Start of Provided entries
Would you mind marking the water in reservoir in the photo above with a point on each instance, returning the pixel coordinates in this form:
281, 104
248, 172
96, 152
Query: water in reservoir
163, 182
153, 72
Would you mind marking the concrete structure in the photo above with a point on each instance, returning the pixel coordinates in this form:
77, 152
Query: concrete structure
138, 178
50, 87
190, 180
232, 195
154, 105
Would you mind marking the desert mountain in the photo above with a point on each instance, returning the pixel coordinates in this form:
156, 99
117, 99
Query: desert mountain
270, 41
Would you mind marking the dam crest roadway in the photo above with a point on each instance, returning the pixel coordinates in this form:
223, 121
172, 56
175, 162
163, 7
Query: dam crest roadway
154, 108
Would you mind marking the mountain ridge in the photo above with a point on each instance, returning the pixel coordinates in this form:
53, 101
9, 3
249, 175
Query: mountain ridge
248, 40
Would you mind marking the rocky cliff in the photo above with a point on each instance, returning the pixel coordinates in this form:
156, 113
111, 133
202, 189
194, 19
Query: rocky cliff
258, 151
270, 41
End of Provided entries
The request: Update the material by swapping every "Query:" for "Label:", and keep all other text the same.

Result:
Would you mind marking the water in reservoir in the photo above with a point on each instance, returning the pixel coordinates in this form:
281, 104
248, 172
96, 152
Label: water in reservoir
163, 182
153, 72
Would you mind marking the concrete structure in the photo above with a point on each instance, returning the pixel coordinates in this form:
77, 152
Label: concrete structure
138, 178
50, 87
190, 180
232, 195
154, 105
Would you mind marking the desert mountain in the photo above with a point on each instance, returning the pixel coordinates in this form:
156, 99
117, 99
Label: desert mountain
270, 41
Would you mind marking the dam crest roadway in the photo above with a point on each instance, returning the pixel coordinates in this form:
223, 121
172, 56
175, 162
163, 7
Label: dam crest roadway
154, 108
Would you mind marking the mountain ridge in the photo above with a point on each instance, returning the pixel coordinates in this form:
53, 101
9, 3
249, 175
Label: mountain ridge
248, 40
Would you mind marking the rocky cliff in the photo above with a point on each instance, returning the pixel coordinates in this form:
156, 113
111, 133
202, 189
194, 19
Label: rocky cliff
258, 151
270, 41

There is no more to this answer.